The bill allows for individual students to opt out “on the basis of religious conviction or personal belief,” so I’ve got no beef from that angle.
My problem here is the notion that the Pennsylvania state Senate thinks they have that sort of jurisdiction over private schools. Who exactly empowers them to tell, say, a Quaker private school that they have to lead the students in the PoA every morning? That’s none of their business.
(Mods - I don’t know if this is exactly ‘great’ debate material or not, but I couldn’t see that it would fit better anywhere else. Feel free to move it wherever.)
They’ve probably stuck it under the same logic that says the state board of education can dictate the educational standards that a private school or even a home schooling person has to uphold.
This is not to say that I agree with the decision, just that the state does have the ability to mandate things to private education from K - 12.
Private schools in Pennsylvania have to use a state approved curriculum and meet state standards, so it’s not as if being ‘private’ means ‘free from all state regulation’.
That said, I think forcing anyone to sing the National Anthem or recite the Pledge is, whether legally possible or not, wrong as a matter of ethic.
I agree with all posters above. It’s unfortunate that the state should require private schools to recite the P of A. As catsix points out, this requirement follows logic that gives the state far too much control over private schools in other ways as well.

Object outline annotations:
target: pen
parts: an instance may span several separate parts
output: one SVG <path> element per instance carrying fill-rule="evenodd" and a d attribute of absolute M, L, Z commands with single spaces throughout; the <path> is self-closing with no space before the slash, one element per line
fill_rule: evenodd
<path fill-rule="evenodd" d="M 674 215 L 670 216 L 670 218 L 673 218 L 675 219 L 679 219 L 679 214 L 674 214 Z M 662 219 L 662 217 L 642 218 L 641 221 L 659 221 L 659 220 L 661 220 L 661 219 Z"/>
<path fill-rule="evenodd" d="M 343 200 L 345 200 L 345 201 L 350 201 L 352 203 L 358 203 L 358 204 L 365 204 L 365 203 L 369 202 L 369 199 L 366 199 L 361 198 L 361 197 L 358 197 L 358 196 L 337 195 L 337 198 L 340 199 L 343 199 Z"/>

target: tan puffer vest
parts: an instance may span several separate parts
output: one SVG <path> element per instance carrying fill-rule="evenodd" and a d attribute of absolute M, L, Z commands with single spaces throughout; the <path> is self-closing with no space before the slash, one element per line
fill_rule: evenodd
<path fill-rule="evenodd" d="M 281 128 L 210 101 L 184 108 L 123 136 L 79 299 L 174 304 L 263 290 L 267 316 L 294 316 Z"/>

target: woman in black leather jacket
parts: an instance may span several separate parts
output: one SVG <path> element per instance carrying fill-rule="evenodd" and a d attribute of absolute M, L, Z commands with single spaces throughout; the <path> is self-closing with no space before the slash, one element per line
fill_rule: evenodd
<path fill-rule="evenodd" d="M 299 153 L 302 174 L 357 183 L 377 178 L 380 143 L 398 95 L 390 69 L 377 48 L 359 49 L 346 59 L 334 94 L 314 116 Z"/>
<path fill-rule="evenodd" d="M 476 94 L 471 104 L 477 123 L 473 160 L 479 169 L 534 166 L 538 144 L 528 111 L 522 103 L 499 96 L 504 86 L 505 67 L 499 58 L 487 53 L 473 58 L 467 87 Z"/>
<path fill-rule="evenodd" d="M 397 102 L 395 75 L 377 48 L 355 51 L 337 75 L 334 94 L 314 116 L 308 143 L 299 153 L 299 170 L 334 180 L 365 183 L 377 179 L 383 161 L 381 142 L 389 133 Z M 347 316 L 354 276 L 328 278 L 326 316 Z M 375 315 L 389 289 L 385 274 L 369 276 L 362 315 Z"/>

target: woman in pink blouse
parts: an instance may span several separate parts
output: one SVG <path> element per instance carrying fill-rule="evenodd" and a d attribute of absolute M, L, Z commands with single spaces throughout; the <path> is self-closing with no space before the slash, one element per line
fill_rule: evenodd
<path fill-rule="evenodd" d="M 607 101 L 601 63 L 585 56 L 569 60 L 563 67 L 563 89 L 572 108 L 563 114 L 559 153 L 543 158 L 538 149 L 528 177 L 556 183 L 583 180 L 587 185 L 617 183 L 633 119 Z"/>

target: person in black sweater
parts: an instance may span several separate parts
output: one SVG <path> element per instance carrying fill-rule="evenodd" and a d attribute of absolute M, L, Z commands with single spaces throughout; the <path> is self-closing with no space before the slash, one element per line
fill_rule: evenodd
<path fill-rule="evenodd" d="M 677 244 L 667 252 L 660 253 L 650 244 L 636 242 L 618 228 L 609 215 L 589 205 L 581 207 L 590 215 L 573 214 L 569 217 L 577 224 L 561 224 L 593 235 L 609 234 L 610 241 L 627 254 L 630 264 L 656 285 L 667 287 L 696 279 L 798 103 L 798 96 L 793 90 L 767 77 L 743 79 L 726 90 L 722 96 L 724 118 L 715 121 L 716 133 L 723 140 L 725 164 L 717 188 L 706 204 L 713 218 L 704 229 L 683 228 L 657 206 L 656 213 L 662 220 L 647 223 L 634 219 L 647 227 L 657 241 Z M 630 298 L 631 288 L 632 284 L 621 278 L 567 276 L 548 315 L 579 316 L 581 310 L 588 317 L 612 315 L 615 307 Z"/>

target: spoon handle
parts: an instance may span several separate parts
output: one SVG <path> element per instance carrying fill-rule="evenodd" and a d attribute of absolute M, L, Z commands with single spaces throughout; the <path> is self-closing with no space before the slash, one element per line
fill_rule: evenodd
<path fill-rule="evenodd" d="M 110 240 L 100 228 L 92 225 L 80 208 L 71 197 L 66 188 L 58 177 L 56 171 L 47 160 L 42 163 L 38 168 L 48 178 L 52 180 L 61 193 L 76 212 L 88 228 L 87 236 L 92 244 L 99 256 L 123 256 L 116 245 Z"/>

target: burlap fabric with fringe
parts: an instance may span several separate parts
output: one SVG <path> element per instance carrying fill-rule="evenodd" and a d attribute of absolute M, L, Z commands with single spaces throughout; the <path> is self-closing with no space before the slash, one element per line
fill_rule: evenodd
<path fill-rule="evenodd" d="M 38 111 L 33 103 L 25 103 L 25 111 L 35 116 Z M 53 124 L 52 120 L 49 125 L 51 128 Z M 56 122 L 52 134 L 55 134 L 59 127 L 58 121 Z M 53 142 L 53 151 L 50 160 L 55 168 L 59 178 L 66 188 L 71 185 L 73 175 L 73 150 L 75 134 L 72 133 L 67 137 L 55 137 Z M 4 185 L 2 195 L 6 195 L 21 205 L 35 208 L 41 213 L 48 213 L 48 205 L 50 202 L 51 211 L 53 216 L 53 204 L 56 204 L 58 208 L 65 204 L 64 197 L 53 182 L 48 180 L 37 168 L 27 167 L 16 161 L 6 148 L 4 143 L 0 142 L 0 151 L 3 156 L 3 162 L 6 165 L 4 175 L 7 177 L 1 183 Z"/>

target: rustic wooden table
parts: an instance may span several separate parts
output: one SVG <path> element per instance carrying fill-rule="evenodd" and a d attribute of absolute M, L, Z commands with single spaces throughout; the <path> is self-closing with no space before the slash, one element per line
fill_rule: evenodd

JOBS:
1. From the discussion of the Pennsylvania Pledge bill, list each requirement it says the state places on private schools.
2. In the discussion of the Pennsylvania Pledge bill, on what basis may individual students opt out under the bill?

TASK-BY-TASK SOLUTIONS:
1.
- Leading students in the Pledge of Allegiance every morning
- Using a state approved curriculum
- Meeting state standards

2. On the basis of religious conviction or personal belief.